§ **Instructions for the task**:
Starting at the line containing "man in flat" and ending at the line containing "point(1030, 542)", copy those rows out again with "flat cap" changed to "newsboy cap" and nothing else altered.

START

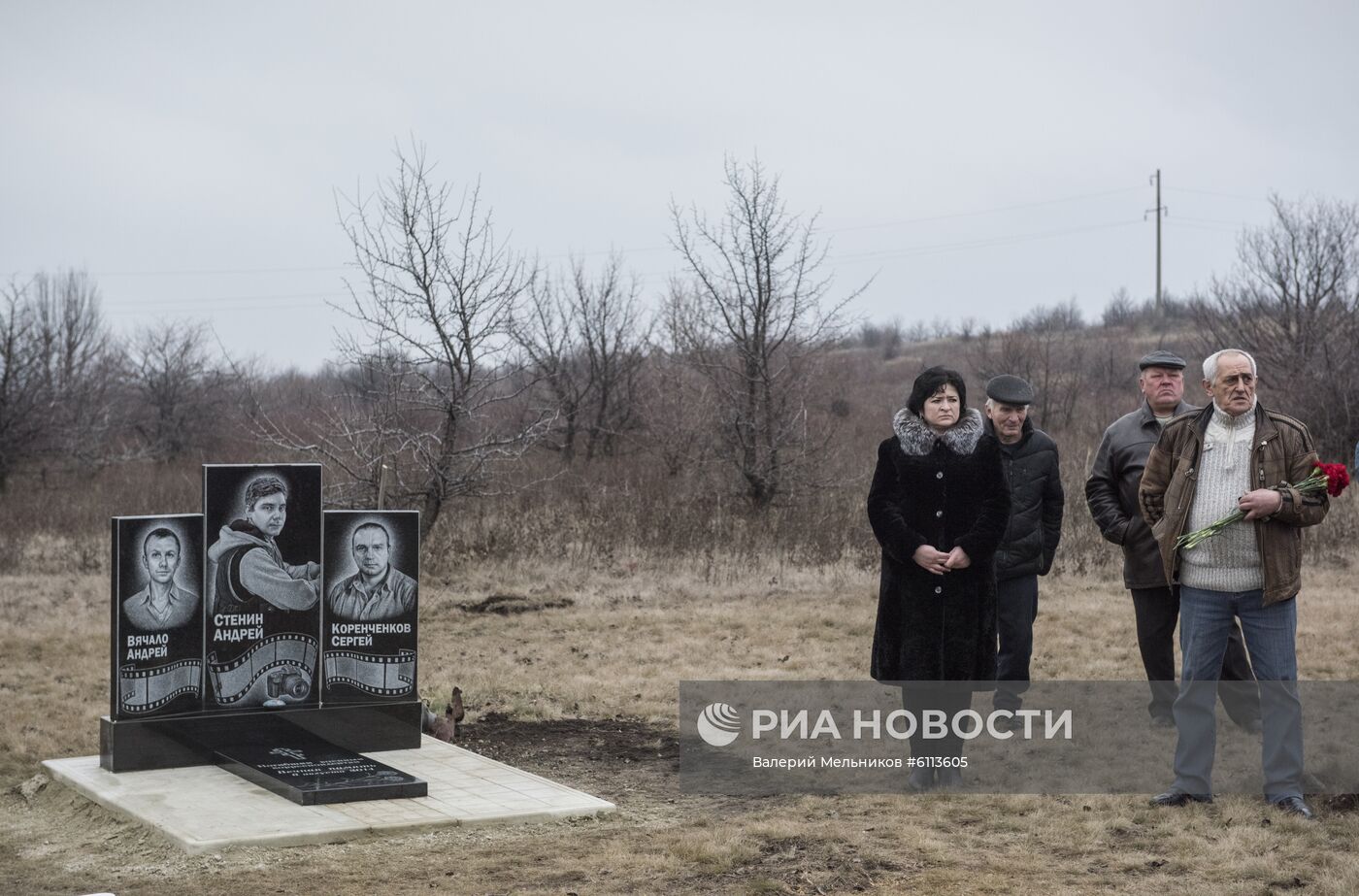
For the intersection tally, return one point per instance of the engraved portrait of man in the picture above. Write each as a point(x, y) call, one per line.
point(162, 604)
point(248, 571)
point(377, 590)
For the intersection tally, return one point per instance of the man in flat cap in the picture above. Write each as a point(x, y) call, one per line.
point(1111, 496)
point(1030, 542)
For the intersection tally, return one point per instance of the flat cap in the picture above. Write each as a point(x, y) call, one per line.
point(1008, 389)
point(1161, 358)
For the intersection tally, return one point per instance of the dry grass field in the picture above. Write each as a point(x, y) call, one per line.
point(584, 692)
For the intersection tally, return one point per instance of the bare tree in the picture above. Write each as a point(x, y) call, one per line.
point(1048, 348)
point(549, 336)
point(679, 419)
point(613, 335)
point(434, 305)
point(58, 374)
point(1293, 301)
point(754, 325)
point(179, 387)
point(23, 393)
point(584, 338)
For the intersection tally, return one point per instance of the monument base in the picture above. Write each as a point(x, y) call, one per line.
point(309, 771)
point(179, 742)
point(207, 810)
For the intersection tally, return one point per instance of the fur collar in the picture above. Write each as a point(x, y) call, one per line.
point(916, 438)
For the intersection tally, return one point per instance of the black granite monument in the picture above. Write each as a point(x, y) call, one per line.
point(371, 583)
point(235, 678)
point(156, 616)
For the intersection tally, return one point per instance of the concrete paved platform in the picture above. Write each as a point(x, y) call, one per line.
point(207, 810)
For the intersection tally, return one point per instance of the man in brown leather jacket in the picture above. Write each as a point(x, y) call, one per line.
point(1234, 454)
point(1111, 498)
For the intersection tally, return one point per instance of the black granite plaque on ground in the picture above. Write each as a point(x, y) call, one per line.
point(309, 770)
point(156, 616)
point(371, 610)
point(262, 583)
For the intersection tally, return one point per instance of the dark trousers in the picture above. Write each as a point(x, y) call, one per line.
point(1158, 612)
point(947, 696)
point(1016, 607)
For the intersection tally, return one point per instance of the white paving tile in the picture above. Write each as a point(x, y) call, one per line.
point(206, 808)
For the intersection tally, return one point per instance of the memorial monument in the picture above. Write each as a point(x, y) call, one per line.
point(268, 637)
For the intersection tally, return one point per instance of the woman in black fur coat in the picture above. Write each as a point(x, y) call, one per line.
point(938, 506)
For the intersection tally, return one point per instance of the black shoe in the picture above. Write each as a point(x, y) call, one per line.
point(1176, 797)
point(920, 780)
point(1294, 807)
point(950, 778)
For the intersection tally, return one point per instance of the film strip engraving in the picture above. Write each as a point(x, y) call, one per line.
point(234, 679)
point(149, 689)
point(371, 674)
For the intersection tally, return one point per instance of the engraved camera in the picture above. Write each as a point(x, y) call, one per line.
point(287, 682)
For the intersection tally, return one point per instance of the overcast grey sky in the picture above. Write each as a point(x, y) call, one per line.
point(980, 158)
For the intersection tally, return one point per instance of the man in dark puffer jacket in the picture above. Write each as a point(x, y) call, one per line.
point(1036, 505)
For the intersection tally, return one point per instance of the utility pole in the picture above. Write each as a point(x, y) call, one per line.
point(1159, 211)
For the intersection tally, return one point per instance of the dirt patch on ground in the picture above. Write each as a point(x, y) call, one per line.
point(514, 604)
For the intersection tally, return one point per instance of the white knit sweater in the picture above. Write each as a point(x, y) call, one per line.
point(1229, 562)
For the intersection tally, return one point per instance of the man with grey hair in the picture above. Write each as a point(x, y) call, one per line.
point(1036, 506)
point(1234, 454)
point(1111, 498)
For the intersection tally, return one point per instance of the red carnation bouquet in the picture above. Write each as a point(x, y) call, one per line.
point(1329, 478)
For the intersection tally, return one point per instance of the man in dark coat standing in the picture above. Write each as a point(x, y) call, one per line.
point(1111, 496)
point(1036, 503)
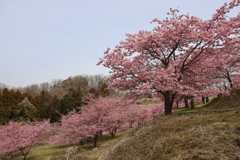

END

§ **Completed task**:
For the intersection tally, return one point per instance of the man in newsboy cap in the picture above. Write each as a point(x, y) call, one per line.
point(1111, 496)
point(1030, 542)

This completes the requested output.